Written instruction: Proceed with the text on XML Schema data types, picking up after its last sentence.

Selected extract:
Now before we further explain how to define element contents, let us have a look at data types.

Data types

Simple data types allow to define what kind of data elements and attributes can contain

Examples:

Simple Type
Examples (delimited by commas)
Explanation
string Confirm this is electric A text string
base64Binary GpM7 Base86 encoded binary data
hexBinary 0FB7 HEX encoded binary data
integer ...-1, 0, 1, ...
positiveInteger 1, 2, ...
negativeInteger ... -2, -1
nonNegativeInteger 0, 1, 2, ...
long -9223372036854775808, ... -1, 0, 1, ... 9223372036854775807
decimal -1.23, 0, 123.4, 1000.00
float -INF, -1E4, -0, 0, 12.78E-2, 12, INF, NaN
boolean true, false, 1, 0
duration P1Y2M3DT10H30M12.3S 1 year, 2 months, 3 days, 10 hours, 30 minutes, and 12.3 seconds
dataTime 1999-05-31T13:20:00.000-05:00 May 31st 1999 at 1.20pm Eastern Standard Time
date 1999-05-31
time 13:20:00.000, 13:20:00.000-05:00
gYear 1999
Name shipTo XML 1.0 Name type
QName po:USAddress XML Namespace QName
anyURI http://www.example.com/ Any sort of URI
language en-GB, en-US, fr valid values for xml:lang as defined in XML 1.0

In addition to the built-in simple data types, one can define list types, union types and complex types. We already have shown an example with complex types above. Complex types include structural information, i.e. use of child elements.

Records:
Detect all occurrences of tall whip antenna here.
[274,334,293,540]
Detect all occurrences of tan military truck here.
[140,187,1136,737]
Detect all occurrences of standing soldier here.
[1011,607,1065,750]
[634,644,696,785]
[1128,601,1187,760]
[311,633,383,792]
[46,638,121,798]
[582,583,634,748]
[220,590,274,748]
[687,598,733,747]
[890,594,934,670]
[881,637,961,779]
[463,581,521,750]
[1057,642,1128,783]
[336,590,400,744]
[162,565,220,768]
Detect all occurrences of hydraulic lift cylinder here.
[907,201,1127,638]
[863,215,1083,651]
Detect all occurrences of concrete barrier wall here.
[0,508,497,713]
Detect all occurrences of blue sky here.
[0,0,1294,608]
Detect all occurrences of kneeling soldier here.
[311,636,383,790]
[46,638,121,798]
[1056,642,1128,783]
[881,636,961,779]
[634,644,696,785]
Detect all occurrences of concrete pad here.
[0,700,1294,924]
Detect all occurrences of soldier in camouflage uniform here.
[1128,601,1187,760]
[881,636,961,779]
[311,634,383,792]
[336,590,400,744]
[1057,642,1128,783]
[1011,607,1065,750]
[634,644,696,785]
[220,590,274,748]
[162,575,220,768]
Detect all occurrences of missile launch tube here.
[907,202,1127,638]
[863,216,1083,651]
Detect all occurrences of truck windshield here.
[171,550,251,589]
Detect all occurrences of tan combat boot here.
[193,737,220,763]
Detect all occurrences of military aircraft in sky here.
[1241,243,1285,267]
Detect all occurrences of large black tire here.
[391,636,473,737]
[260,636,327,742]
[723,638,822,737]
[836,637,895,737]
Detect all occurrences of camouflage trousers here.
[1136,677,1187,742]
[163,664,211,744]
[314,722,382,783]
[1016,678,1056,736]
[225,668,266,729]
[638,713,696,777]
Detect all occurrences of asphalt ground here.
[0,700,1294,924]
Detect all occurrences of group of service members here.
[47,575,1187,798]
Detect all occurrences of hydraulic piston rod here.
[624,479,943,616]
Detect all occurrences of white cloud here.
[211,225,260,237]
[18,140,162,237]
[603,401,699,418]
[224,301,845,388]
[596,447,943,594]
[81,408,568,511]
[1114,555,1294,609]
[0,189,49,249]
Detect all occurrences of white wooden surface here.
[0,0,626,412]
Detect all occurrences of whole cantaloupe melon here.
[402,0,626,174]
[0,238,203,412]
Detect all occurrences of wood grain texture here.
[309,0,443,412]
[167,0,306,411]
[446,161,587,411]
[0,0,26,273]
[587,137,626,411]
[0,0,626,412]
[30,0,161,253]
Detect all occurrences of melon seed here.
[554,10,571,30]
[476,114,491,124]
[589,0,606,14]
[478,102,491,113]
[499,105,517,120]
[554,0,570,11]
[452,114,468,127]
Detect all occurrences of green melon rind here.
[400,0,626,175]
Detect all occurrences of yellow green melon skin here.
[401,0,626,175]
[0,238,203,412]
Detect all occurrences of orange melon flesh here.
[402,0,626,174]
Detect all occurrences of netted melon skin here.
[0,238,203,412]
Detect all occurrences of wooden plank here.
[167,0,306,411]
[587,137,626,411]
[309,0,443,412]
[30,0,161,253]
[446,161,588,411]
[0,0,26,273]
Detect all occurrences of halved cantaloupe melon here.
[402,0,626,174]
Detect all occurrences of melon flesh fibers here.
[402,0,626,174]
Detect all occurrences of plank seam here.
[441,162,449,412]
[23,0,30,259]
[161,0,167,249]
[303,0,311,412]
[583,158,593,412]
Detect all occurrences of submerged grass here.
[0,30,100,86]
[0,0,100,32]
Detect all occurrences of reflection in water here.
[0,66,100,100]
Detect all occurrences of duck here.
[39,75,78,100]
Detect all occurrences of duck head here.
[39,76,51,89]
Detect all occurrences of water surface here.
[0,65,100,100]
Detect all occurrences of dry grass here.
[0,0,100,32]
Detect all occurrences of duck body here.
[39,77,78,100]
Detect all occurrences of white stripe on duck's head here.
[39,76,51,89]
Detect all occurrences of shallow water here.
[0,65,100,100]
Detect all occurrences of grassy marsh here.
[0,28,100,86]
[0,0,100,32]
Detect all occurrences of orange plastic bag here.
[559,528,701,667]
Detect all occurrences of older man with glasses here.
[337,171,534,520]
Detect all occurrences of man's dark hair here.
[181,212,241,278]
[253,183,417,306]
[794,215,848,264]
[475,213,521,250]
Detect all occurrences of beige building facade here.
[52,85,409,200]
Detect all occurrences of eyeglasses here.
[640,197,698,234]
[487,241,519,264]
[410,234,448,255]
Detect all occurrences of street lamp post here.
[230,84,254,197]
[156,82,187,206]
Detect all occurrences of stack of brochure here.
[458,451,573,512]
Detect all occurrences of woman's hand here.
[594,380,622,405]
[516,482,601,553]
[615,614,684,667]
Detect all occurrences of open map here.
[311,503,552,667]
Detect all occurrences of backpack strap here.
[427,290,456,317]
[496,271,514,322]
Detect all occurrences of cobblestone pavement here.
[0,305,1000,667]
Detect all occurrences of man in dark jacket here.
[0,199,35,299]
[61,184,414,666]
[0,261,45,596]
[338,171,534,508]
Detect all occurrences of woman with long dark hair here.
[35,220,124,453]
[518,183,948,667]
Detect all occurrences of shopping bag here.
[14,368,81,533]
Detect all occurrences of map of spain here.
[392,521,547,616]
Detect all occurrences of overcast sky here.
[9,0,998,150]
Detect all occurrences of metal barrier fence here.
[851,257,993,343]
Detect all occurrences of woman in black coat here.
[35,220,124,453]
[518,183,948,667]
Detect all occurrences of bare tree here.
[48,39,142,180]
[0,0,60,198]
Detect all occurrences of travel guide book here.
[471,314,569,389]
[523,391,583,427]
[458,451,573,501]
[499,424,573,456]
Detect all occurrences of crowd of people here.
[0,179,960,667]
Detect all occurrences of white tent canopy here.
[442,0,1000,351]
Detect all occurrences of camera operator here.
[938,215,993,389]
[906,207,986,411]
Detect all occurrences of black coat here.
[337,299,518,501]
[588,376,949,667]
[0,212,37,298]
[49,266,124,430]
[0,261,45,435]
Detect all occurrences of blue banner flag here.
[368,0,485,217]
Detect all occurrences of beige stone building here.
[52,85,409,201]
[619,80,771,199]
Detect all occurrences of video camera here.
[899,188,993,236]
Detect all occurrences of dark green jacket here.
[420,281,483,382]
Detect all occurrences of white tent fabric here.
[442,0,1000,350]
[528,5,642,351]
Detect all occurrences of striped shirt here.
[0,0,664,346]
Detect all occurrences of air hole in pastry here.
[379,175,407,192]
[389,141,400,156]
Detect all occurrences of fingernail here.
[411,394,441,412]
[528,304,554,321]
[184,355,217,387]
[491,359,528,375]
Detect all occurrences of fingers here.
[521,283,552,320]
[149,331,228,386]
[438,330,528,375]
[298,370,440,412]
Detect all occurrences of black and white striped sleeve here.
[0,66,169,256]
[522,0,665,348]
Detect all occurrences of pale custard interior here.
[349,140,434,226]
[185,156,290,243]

Answer:
We shall introduce how to define simple types - e.g. lists of terms or ranges of numerical values that the user must choose from - in section Value restrictions

Organization of elements

  • XSD allows for quite sophisticated occurrence constraints, i.e. how child elements can be used within an element. Here we only cover a few basic design patterns
  • Both child elements and attributes are defines as complexTypes, i.e. as possible element and attribute combinations that can be inserted within an element.

Salami vs. russian puppet style

As already mentioned, it is usually best to define all elements in a flat list and then refer to these when you define how child elements are to be inserted

Defining elements within elements (not so good)

 <xs:element name="meta">
     <xs:complexType>
       <xs:sequence>
         <xs:element name="author" type="xs:string"/>
         <xs:element name="version" type="xs:string"/>
         <xs:element name="date" type="xs:string"/>
       </xs:sequence>
     </xs:complexType>
 </xs:element>

Defining child elements with a reference

This is generally a better solution since you then can reuse a complexTye. This replaces the functionality of parametric entities in a DTD.

The XML meta element has an author child element. ref="author" refers to a definition for author made elsewhere, e.g. below or before.

 <xs:element name="meta">
   <xs:complexType>
     <xs:sequence>
         <xs:element ref="author"/>
         .....
     </xs:sequence>
   </xs:complexType>
 </xs:element>

 .....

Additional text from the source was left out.